__Source extract__
..............................

The withdrawal of Russian forces from Kherson back across the great river Dnieper was not inevitable — it was entirely voluntary. Yes, they were performing poorly under Ukraine’s accurate artillery fire, but they could have been ordered to hold on and suffer casualties. It wouldn’t be the first time Russia had used its troops as fodder.

Instead, the Russians were withdrawn to fight another day — but not in Kherson, nor anywhere else in the south. Instead, they were sent to join other Russian forces withdrawn from the southern front, whose strength is increasing daily with the arrival of reservists who have gone through refresher training.

Initially, it was reported that recall notices were sent to 300,000 former conscripts (though I understand the actual number may have been 492,000). Many fled the country or were already abroad, while others were armed with bullet-proof medical exemptions from hospitals — it was no use bribing a mere doctor. Of those who reported for duty, quite a few were sent home as obviously unfit, but what remained was still a larger number of front-line troops than the number available at the start of the war.

More than eight months have passed since Putin invaded Europe’s largest country with a very small army, trusting in the high-tech wonders of “hybrid”, cyber-dominated, “non-kinetic” warfare that work so well in theory. We now know that both Putin’s FSB and the CIA estimated that Kyiv would fall in 24 hours. and the entire country in a few days.

..............................

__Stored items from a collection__
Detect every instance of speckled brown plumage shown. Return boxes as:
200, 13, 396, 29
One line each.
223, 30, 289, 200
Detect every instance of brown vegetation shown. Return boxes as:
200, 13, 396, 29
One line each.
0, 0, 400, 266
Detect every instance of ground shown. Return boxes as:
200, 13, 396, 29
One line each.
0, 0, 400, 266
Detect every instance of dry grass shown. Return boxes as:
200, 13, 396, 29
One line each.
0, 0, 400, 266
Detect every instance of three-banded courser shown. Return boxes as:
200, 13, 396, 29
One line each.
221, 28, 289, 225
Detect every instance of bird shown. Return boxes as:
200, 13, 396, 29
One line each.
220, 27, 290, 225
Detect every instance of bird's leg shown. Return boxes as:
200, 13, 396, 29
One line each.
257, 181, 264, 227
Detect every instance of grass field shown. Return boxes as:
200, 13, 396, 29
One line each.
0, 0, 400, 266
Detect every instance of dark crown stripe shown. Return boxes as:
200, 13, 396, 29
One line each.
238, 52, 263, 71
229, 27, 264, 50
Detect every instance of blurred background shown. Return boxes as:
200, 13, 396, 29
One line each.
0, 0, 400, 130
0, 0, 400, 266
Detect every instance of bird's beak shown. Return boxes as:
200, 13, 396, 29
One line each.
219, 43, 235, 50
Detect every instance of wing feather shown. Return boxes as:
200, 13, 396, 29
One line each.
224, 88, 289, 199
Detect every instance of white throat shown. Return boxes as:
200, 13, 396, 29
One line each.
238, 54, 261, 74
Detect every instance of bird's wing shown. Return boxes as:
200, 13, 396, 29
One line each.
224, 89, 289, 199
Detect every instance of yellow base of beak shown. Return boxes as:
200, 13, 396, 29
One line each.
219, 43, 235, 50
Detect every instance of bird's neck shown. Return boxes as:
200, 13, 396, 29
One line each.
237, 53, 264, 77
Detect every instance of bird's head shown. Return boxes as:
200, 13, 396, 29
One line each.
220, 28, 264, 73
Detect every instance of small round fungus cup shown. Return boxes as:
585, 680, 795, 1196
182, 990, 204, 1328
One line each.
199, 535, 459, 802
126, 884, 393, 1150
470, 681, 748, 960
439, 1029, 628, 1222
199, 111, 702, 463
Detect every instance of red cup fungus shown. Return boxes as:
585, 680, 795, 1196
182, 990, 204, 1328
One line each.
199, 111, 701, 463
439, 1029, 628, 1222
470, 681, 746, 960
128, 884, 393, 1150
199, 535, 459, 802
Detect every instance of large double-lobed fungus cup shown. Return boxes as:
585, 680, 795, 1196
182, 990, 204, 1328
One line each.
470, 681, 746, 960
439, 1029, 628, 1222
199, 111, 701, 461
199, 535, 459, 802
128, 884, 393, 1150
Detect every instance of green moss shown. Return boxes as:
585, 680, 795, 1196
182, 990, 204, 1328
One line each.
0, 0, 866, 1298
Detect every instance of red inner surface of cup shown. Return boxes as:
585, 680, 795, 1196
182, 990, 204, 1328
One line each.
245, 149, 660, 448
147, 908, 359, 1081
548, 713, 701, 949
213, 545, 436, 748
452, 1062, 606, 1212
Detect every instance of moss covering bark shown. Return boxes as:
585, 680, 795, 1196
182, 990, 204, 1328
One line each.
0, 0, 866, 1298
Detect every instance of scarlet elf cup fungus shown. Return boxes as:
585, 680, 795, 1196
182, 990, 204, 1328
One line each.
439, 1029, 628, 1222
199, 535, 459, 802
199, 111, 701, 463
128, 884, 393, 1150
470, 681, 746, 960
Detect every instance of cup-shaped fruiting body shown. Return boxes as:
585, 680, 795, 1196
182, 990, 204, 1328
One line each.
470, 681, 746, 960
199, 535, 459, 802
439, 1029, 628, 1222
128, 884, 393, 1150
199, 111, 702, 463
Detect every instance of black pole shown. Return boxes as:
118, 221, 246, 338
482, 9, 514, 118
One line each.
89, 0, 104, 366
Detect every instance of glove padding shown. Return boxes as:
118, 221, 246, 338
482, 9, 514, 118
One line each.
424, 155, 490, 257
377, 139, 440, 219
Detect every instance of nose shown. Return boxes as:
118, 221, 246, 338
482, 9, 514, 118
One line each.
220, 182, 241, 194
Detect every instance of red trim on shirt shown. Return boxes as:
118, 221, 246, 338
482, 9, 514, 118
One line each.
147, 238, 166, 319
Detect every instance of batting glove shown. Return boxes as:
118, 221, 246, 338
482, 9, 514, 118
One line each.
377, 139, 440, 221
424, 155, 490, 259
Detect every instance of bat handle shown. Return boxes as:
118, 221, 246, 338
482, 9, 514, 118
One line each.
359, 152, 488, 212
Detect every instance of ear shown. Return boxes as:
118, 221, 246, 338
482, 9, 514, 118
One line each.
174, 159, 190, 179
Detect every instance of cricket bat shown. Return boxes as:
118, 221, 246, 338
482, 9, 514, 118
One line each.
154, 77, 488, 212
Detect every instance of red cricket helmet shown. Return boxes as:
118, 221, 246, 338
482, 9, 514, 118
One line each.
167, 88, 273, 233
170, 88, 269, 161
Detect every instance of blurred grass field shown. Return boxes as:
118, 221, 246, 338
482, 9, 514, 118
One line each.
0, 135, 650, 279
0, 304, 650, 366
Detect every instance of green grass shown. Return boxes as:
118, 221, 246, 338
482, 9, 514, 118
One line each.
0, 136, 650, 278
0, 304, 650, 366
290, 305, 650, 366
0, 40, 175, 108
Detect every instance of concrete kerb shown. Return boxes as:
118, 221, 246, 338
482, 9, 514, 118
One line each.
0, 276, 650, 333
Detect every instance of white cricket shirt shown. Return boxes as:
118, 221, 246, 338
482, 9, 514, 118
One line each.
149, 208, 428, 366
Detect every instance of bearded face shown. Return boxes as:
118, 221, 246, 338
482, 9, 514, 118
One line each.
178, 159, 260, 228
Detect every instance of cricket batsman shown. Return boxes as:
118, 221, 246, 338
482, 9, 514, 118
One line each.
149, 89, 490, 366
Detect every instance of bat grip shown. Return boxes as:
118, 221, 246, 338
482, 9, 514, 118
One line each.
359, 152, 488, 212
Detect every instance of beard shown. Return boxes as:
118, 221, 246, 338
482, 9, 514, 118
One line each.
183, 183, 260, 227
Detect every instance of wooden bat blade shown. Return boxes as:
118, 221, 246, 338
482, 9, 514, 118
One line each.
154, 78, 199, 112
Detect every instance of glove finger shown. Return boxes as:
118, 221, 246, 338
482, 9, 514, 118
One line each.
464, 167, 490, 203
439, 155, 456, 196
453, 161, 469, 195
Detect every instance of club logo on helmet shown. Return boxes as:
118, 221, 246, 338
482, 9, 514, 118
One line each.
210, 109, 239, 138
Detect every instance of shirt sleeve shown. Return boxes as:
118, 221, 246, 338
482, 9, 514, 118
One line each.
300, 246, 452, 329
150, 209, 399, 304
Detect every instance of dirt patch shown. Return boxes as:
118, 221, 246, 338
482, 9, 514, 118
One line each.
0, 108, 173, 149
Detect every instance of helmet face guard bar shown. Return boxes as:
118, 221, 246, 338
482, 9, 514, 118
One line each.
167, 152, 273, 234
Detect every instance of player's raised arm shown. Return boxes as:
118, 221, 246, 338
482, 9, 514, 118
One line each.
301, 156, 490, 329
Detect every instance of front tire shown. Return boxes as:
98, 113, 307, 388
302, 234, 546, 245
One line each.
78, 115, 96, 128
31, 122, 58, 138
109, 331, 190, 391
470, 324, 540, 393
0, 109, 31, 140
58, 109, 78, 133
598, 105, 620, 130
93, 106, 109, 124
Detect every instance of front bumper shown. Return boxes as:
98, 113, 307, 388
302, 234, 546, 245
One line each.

..............................

__List of tasks__
[1] Extract from the text on the Russian withdrawal from Kherson the part that opens with the words containing "Initially, it was" and closes with "a few days.".
[2] Please rewrite the paragraph of the text on the Russian withdrawal from Kherson that begins "Initially, it was reported" as a short bulleted list that keeps its main facts.
[3] List every geographic name (country, city, river or continent) that appears in the text on the Russian withdrawal from Kherson, giving each one once.

__Answers to this exercise__
[1]
Initially, it was reported that recall notices were sent to 300,000 former conscripts (though I understand the actual number may have been 492,000). Many fled the country or were already abroad, while others were armed with bullet-proof medical exemptions from hospitals — it was no use bribing a mere doctor. Of those who reported for duty, quite a few were sent home as obviously unfit, but what remained was still a larger number of front-line troops than the number available at the start of the war.

More than eight months have passed since Putin invaded Europe’s largest country with a very small army, trusting in the high-tech wonders of “hybrid”, cyber-dominated, “non-kinetic” warfare that work so well in theory. We now know that both Putin’s FSB and the CIA estimated that Kyiv would fall in 24 hours. and the entire country in a few days.

[2]
- Recall notices were reportedly sent to 300,000 former conscripts, though the actual number may have been 492,000.
- Many fled the country or were already abroad, and others obtained firm medical exemptions from hospitals.
- Quite a few who reported for duty were sent home as obviously unfit.
- Those who remained still outnumbered the front-line troops available at the start of the war.

[3]
- Kherson
- Dnieper
- Ukraine
- Russia
- Europe
- Kyiv